======== Text ========
The reason for this is that I am pondering over the N50 with an inbuilt wireless card. Trouble is, is that it only has an802.11b card (I assume that this may be due to a higher power consumption, then again a may have assumed wrong).

If it is possible then what would the drawbacks be?

Any help will be much appreciated as this looks like a grat PDA for the price. And I know acer to be pretty damn good with the quality of their desktops so I hope that this will follow through top theier PDA's. Unless anyone could correct me here...

Thanks all!
 
Yes, it'll work fine.
As soon as it associates, you can expect a reduction in throughput with any other hosts (even if they're 802.11g) though.
 
Could you elaborate on "redution in throughput"?

From my understanding, g refers to the wireless range rather then the speed (54Mbps / 108 Mbps). So do you mean there would be a loss in wireless coverage given by the wireless access point or a loss in speed?
======== Records supplied ========
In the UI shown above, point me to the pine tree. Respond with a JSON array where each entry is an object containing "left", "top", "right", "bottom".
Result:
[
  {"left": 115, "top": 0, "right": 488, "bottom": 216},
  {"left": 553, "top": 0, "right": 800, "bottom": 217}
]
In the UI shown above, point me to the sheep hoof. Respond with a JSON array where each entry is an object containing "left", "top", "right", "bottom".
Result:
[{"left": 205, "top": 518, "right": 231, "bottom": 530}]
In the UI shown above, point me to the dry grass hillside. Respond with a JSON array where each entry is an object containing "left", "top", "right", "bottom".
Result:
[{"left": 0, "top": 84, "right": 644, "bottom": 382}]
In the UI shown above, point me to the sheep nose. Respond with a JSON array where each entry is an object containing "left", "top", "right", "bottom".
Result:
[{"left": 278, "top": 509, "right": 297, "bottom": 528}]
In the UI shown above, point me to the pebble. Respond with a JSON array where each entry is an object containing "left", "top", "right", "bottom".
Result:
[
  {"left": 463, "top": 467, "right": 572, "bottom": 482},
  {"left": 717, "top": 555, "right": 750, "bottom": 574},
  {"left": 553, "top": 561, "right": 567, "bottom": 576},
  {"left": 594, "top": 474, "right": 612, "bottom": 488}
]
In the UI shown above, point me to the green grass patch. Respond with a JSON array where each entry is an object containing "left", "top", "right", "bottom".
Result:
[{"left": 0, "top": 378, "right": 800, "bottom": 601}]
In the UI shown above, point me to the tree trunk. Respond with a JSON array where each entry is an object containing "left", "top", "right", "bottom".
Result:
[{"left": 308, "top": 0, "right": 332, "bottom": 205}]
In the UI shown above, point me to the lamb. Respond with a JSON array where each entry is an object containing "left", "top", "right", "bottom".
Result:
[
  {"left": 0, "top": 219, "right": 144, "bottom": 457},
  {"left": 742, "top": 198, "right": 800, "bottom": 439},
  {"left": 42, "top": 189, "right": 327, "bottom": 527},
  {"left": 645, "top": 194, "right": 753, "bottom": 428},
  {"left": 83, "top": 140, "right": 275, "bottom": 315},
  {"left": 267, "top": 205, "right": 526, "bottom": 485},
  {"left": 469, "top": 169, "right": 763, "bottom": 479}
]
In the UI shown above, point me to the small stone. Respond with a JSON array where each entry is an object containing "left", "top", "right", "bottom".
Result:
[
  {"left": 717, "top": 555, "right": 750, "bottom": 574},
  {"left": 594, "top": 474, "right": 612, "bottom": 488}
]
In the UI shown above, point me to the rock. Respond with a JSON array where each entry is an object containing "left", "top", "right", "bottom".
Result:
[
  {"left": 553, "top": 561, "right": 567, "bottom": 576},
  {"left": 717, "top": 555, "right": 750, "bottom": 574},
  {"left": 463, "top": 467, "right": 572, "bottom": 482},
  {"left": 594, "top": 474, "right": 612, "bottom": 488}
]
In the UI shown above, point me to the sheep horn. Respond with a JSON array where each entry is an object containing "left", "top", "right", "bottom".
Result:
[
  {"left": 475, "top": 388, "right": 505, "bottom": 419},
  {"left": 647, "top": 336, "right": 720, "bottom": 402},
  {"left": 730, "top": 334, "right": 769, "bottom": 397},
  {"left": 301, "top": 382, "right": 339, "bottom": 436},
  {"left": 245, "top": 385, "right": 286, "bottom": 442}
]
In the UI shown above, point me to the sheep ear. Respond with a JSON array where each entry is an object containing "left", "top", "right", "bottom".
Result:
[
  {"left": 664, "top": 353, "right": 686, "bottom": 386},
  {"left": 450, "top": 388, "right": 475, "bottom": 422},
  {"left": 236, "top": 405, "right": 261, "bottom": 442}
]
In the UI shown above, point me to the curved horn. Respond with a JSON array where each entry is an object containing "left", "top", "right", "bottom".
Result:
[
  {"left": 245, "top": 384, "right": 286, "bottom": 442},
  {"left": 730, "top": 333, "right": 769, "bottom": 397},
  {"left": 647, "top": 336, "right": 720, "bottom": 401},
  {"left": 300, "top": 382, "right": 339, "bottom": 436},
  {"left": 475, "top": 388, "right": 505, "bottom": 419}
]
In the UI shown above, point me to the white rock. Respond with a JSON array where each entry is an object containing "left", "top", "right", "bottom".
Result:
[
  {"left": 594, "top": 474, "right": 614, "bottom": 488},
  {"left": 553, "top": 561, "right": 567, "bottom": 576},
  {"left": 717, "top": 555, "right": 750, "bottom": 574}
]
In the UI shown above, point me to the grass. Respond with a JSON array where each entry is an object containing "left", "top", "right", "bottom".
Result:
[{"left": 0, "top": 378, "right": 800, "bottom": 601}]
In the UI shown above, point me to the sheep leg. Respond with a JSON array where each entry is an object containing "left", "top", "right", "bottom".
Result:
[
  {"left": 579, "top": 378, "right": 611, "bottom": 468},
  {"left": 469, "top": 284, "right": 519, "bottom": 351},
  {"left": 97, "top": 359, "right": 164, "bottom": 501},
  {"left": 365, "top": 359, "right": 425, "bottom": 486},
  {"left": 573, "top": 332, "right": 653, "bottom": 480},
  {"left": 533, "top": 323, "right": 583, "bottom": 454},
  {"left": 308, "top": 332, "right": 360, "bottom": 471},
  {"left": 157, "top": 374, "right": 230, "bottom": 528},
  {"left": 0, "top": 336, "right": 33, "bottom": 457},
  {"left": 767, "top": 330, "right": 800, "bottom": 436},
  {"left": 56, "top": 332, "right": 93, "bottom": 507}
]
========
■ Exercise set:
[A] In the thread about the Acer N50, which wireless standard does the N50's built-in card support?
[B] Please carry on the thread about the Acer N50 from the point where it stops.
The items stand apart from the thread about the Acer N50 and are not part of it.

■ Final answers:
[A] 802.11b.

[B]
Thanks for the reply!
 
bluetech said:
From my understanding, g refers to the wireless range rather then the speed (54Mbps / 108 Mbps).

802.11g does 54Mbps, 802.11b does 11Mbps. If you bond two channels you get 108Mbps, but that isn't in the standard. It certainly doesn't refer exclusively to the range.

As soon as an 802.11b device associated, you'd see a reduction in throughput, not range. Throughput = "speed", though a dictionary could've answered that part.
 
Yep, in laymans terms, basically, any device that then associates, be it B or G will only work at a max of B speeds.
 
One drawback may be that b devices often only support WEP encryption with smaller security keys, so if your using WPA security or WEP with a long key you may have to change.

My b devices comminicate at b speeds whilst the rest of my 108 mbps devices say they are still at full speed but actual perform better than b but slower than beofre.

Should not be an issue if your sharing internet access rather than transferring large files over your internal network and you can allways turn the N50 off.